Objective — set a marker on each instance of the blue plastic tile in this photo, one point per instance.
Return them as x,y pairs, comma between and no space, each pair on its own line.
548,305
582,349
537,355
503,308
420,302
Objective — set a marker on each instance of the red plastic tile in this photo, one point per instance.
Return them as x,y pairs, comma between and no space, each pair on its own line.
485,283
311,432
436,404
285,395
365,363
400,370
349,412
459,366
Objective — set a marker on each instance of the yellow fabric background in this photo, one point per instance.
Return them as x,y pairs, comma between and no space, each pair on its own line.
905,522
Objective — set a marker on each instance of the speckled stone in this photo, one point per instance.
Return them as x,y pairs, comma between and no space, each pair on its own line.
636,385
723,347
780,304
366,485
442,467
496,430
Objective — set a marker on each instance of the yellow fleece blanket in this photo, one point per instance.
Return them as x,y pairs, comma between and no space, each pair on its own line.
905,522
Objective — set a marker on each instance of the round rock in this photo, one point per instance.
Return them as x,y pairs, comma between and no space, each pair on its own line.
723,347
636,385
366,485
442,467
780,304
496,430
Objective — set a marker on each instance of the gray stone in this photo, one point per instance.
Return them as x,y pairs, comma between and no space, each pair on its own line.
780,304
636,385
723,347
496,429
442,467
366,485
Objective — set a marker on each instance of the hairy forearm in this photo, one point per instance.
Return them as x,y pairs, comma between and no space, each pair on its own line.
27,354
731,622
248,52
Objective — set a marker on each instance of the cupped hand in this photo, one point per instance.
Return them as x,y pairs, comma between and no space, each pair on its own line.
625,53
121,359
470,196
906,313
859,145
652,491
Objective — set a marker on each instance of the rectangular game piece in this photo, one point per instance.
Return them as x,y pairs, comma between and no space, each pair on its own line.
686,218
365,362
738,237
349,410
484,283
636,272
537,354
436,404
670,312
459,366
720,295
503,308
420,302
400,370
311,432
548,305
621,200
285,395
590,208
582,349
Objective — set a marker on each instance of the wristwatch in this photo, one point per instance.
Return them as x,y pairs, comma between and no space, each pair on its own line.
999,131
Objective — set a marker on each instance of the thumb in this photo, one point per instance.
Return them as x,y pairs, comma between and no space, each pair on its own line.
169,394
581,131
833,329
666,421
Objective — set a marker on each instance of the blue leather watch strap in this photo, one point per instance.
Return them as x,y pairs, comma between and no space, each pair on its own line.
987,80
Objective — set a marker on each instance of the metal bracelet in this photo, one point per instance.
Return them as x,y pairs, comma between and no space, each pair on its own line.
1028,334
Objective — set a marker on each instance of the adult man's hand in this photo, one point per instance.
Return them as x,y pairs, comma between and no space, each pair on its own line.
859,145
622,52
◆ ◆ ◆ ◆ ◆
Task details: Give back each entry exactly as it was written.

Problem solution:
Objective — set a marker on each instance of the blue plastic tile in this photo, one point per instance.
Return them as x,y pairs, comma between and no space, each pair on its own line.
548,305
582,349
537,355
503,308
420,302
Objective — set a marker on each instance of the red plastic tile in this photo, one point per instance.
Return them as x,y pairs, comma between and no space, each pair on its own line.
485,283
311,432
436,404
285,395
365,363
400,370
349,412
459,366
Objective — set a marker on each instance of the yellow fabric background in this photo, one point per instance.
Return them as x,y pairs, comma between and no space, each pair on its own line.
905,522
Objective — set a marker on each instance of the speckled stone in this photo, one point per instance.
Return them as x,y pairs, comma between and no space, each pair on its own line.
636,385
723,347
780,304
366,485
442,467
496,430
Objective — set a marker on each instance of the yellow fleece blanket in this photo, one point per instance.
Return them as x,y pairs, comma between and no space, each pair on its own line.
905,522
Objective — set a marker on each instance of the round rock in this photo, one point per instance.
Return them as x,y pairs, comma between and no space, each pair on its own line.
723,347
636,385
366,485
442,467
780,304
496,430
Objective — set a marker on each instance of the gray stone in this photo, one point per instance.
Return them as x,y pairs, comma between and no space, each pair on its own line.
780,304
636,385
723,347
496,429
442,467
366,485
Objective — set a marker on each instance of the hairy forearm in this photo, one point per instance.
Return them as x,y pairs, comma between and no space, each pair on its own line.
27,354
731,622
248,52
Objective — set a marker on each instance of the cupped hand in this photo, one point per instance.
Return them as x,y pairs, comma between and no space, each pair on its own line.
625,53
121,359
470,196
906,313
859,145
652,491
Objective — set a marker on each instance of the rectangular game piece in this photo, one point per instance.
Return them as x,y pairs, comma between and no space, each pair on its own line.
686,218
365,362
738,237
349,410
484,283
636,272
537,354
436,404
670,312
459,366
720,295
503,308
420,302
400,370
311,432
548,305
621,200
285,395
590,208
582,349
Objective — set a marker on each instance of the wristwatch in this photo, one point per instance.
Return them as x,y pairs, comma between and no space, each pair on its own line.
999,131
Objective — set a marker on each instance of the thumb in this photo, one point per instance.
Return them as x,y pairs, comma between and no space, each pair on its own line.
169,394
581,131
833,329
666,421
Objective — set a marker on each instance of the blue leather watch strap in this photo, one point per instance.
Return them as x,y pairs, comma between and no space, each pair on its own line.
987,80
Objective — set a marker on each instance of the metal bracelet in this photo, one point per instance.
Return them as x,y pairs, comma between and no space, each pair on its own line.
1028,334
Objective — set a marker on each instance of the adult man's hand in this photo, one point per instance.
Return them as x,y pairs, comma between and no space, each pair on its own line.
859,145
622,52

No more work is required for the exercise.